● **Records for this exercise**:
[Start of section]

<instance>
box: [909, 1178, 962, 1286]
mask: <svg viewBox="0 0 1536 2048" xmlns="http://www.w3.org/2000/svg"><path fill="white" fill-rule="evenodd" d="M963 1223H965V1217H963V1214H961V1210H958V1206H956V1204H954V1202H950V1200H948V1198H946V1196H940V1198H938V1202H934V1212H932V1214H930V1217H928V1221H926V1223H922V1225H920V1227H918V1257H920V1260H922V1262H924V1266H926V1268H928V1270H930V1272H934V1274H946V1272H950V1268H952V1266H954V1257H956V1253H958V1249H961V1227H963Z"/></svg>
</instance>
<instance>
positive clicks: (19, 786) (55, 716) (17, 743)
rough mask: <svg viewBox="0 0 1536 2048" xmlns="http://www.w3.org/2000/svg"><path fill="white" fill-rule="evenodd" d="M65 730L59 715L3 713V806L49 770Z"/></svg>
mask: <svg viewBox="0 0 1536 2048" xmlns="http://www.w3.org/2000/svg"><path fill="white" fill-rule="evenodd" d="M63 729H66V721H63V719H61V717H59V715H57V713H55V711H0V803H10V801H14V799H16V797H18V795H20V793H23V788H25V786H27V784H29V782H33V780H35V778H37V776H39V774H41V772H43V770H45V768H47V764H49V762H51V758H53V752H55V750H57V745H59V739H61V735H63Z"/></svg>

[End of section]

Rewrite the items above, substituting "coarse mask" for each "rough mask" and leaving everything else unchanged.

<instance>
box: [909, 1178, 962, 1286]
mask: <svg viewBox="0 0 1536 2048" xmlns="http://www.w3.org/2000/svg"><path fill="white" fill-rule="evenodd" d="M963 1223H965V1217H963V1214H961V1210H958V1206H956V1204H954V1202H950V1200H948V1198H946V1196H940V1198H938V1202H934V1212H932V1214H930V1217H928V1221H926V1223H922V1225H920V1227H918V1257H920V1260H922V1262H924V1266H926V1268H928V1270H930V1272H934V1274H946V1272H950V1268H952V1266H954V1257H956V1253H958V1249H961V1227H963Z"/></svg>
</instance>
<instance>
positive clicks: (19, 786) (55, 716) (17, 743)
coarse mask: <svg viewBox="0 0 1536 2048" xmlns="http://www.w3.org/2000/svg"><path fill="white" fill-rule="evenodd" d="M65 730L59 715L3 713V806L49 770Z"/></svg>
mask: <svg viewBox="0 0 1536 2048" xmlns="http://www.w3.org/2000/svg"><path fill="white" fill-rule="evenodd" d="M63 729H66V721H63V719H61V717H59V715H57V713H55V711H0V803H10V801H14V799H16V797H18V795H20V793H23V788H25V786H27V784H29V782H33V780H35V778H37V776H39V774H41V772H43V770H45V768H47V764H49V762H51V758H53V752H55V750H57V745H59V739H61V735H63Z"/></svg>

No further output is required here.